Task goal: As soon as the line containing "Query: hand" appears, copy it and every following line word for word until the records end.

(Data excerpts begins)

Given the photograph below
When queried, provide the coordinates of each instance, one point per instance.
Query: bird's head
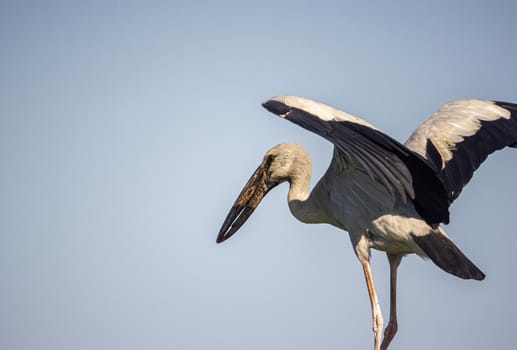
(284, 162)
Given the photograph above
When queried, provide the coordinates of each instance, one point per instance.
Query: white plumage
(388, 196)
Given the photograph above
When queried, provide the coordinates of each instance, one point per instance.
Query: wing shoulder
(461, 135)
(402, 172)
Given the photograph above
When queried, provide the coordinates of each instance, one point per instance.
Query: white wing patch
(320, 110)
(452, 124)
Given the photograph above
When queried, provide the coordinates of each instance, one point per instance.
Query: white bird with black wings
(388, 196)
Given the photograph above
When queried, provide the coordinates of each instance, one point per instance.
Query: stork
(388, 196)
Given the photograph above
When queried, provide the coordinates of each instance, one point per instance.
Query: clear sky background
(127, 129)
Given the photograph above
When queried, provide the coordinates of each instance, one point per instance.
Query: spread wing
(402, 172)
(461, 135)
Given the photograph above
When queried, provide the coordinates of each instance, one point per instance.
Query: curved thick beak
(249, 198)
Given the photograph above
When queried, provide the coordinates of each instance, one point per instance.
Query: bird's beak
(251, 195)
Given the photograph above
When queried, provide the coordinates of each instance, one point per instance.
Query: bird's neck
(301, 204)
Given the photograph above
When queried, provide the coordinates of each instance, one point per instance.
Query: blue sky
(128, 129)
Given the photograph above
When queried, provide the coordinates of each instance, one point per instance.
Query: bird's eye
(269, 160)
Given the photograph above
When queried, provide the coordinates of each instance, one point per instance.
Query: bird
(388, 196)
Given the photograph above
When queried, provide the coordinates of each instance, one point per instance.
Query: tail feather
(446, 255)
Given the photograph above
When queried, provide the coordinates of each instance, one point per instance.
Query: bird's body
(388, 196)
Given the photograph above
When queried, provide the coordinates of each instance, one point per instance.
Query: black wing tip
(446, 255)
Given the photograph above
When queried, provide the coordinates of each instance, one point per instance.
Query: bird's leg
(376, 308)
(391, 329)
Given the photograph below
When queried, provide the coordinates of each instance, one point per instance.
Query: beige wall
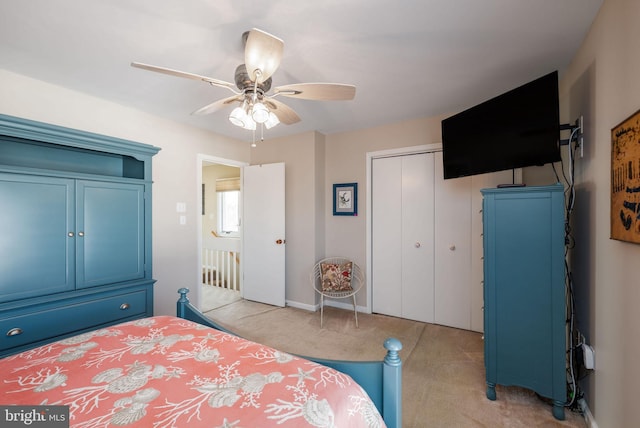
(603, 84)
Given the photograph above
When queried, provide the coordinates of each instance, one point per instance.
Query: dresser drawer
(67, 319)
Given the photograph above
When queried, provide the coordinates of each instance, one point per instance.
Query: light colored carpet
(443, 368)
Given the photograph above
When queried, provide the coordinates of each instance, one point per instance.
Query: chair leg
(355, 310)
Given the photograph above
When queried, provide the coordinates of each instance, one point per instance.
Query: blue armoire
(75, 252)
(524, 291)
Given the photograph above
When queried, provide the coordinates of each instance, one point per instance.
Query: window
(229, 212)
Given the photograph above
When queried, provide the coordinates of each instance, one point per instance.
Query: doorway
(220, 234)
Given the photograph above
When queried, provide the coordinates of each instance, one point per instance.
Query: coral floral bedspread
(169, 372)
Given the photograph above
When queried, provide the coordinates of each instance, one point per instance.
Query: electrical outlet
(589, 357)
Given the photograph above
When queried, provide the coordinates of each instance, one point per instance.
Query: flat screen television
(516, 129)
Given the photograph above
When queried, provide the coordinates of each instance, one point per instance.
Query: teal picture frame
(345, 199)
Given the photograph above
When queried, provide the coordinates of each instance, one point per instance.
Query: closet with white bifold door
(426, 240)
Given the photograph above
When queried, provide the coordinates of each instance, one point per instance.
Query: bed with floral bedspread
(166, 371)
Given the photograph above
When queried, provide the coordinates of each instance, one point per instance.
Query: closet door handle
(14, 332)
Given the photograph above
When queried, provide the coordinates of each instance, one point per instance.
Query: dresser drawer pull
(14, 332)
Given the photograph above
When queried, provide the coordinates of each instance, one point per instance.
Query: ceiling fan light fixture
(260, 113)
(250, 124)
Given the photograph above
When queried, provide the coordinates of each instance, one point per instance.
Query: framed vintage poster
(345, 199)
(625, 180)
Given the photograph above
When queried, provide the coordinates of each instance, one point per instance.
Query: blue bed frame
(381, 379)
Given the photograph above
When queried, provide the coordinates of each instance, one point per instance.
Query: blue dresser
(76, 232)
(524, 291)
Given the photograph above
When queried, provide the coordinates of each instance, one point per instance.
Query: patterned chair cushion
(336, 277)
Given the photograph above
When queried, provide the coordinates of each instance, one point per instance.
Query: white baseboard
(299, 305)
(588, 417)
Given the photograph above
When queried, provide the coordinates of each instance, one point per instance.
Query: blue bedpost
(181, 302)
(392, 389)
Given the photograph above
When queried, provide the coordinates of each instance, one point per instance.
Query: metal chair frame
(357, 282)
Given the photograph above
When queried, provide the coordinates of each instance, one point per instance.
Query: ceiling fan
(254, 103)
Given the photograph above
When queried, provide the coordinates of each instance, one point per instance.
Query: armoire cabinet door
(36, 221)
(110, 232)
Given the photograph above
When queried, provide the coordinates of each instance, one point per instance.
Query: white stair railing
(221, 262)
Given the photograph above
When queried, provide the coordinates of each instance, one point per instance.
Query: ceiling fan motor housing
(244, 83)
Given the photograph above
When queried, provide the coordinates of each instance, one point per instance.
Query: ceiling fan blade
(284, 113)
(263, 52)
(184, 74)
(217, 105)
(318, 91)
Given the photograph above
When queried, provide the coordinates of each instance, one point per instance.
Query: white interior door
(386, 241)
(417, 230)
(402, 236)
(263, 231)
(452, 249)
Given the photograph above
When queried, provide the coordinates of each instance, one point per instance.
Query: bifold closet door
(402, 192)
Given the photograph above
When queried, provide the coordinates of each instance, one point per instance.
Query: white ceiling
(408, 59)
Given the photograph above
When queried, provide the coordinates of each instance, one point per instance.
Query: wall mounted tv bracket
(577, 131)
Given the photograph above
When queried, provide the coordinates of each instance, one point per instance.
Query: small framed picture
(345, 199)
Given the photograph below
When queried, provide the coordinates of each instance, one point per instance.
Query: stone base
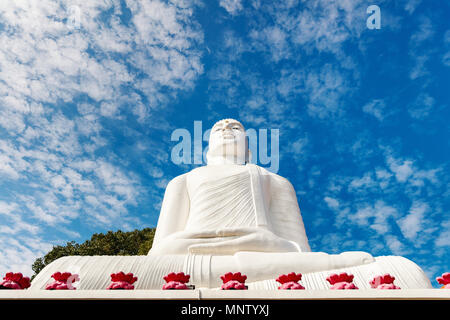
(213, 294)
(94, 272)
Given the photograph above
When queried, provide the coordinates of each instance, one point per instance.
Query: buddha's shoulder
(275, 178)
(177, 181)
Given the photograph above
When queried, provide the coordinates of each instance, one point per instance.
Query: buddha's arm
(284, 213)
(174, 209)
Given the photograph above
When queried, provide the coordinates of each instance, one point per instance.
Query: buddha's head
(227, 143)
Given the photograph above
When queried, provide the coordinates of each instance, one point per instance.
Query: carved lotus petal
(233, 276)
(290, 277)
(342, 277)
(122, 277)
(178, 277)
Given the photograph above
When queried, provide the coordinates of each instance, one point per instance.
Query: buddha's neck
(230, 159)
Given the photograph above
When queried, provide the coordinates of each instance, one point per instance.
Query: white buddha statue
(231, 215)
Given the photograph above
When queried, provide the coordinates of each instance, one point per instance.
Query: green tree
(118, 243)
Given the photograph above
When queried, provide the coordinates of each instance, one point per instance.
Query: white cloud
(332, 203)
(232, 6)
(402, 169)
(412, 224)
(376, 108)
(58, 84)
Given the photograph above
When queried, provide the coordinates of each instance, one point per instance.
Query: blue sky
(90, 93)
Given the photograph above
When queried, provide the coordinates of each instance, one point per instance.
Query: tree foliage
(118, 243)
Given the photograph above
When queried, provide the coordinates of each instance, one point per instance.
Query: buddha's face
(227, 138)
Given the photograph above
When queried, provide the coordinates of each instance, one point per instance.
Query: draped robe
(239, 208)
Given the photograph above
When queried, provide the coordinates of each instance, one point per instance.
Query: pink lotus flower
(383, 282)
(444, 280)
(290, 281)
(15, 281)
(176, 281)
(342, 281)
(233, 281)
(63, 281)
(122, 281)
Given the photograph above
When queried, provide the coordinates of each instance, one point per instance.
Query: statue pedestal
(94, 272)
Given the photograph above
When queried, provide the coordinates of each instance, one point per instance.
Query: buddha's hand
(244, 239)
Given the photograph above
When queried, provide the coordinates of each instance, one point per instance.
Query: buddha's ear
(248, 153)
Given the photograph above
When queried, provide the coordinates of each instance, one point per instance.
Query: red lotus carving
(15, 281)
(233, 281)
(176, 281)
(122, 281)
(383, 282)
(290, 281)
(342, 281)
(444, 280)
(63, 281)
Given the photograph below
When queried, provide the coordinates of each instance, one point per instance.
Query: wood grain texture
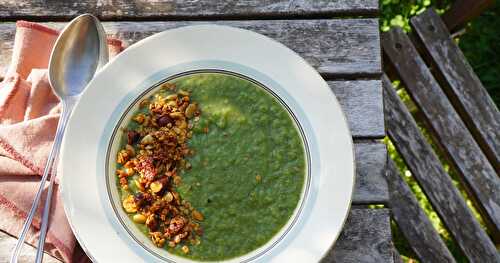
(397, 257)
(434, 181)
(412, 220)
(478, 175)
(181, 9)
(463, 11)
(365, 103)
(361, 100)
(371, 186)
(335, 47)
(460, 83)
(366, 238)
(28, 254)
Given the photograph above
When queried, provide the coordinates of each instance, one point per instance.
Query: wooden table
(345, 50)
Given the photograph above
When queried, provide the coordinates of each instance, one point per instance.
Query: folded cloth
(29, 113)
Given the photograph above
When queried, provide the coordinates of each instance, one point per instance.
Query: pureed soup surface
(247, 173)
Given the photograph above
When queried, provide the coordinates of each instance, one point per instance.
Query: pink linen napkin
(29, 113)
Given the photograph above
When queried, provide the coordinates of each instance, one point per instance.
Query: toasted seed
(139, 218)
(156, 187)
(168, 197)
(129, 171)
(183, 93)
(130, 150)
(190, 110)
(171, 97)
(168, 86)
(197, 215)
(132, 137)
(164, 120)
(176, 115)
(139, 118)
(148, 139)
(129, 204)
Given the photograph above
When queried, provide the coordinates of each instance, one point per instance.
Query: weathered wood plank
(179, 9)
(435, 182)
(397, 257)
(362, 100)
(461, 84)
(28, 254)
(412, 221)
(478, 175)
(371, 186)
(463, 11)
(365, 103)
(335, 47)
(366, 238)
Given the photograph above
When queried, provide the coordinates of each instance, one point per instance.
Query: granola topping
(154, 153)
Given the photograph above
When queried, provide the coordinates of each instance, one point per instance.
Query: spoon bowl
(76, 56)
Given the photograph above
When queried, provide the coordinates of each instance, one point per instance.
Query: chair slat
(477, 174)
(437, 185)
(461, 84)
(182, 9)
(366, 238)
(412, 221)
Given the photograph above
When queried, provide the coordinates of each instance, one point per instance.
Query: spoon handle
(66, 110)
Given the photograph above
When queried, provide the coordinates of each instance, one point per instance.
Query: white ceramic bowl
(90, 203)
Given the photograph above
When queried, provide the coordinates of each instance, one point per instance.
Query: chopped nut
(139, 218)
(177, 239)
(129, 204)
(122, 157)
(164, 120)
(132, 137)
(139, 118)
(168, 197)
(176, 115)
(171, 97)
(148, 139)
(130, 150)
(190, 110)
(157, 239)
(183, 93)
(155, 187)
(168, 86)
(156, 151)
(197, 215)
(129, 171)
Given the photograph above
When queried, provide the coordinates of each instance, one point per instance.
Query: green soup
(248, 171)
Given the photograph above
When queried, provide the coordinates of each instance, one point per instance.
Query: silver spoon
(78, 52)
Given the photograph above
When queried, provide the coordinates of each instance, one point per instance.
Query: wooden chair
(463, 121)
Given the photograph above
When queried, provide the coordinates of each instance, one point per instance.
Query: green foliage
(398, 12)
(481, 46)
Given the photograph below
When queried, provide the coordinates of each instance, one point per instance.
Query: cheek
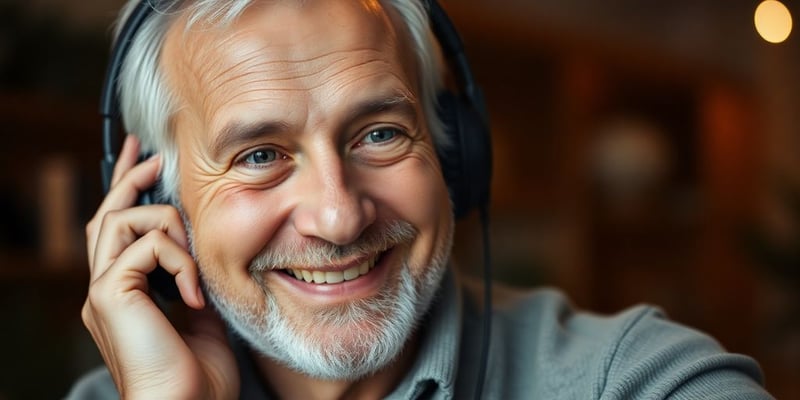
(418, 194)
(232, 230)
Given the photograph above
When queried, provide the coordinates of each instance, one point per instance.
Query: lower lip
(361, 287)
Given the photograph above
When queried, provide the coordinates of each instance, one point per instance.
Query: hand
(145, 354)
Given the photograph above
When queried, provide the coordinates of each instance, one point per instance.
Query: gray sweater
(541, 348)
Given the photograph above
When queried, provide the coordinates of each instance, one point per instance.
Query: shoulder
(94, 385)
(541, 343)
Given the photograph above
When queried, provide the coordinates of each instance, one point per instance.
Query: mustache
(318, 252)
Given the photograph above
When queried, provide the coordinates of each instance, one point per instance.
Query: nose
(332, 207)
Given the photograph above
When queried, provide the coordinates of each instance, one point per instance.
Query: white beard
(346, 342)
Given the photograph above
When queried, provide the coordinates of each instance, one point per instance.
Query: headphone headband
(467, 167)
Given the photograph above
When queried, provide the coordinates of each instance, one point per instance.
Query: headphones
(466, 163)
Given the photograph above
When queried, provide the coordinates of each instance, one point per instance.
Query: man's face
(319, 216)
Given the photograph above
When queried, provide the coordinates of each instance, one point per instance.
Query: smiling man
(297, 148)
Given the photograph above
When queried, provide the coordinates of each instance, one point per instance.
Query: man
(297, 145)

(Data excerpts ends)

Solution:
Query: hand
(145, 354)
Given the photograph above
When queried, provide the coordinates of each instance, one point per instance.
Query: gray sweater
(541, 348)
Given the photograph above
When queried, provide the coordinates of each instance, one point per instance.
Query: shoulder
(94, 385)
(541, 343)
Given the photograph above
When queried, provide the coordinates of each instance, one point per instance.
Query: mustache
(318, 252)
Given the photograph above
When queried, provide the coordinates of each instance, one point per instance.
Query: nose
(332, 207)
Given the photograph above
When queried, provide the coordinates of each instance, one point per instance.
Query: white beard
(346, 342)
Given the photograph above
When queried, provide the coordinates of each instance, one point per instance.
Query: headphone headband
(467, 167)
Given the photograph above
When queried, provide the coordinates of each instance, one point per instance.
Query: headphones
(466, 163)
Given the photograph above
When queried, provide the coordinates of each instance, one point per instance.
Query: man's face
(319, 216)
Given the photograph above
When queried, provide the coordinates of each instance, one point per instance.
Query: smiling man
(297, 148)
Given the photograph above
When queried, provide the coordinates of each instance, one point per instance.
Query: man
(297, 145)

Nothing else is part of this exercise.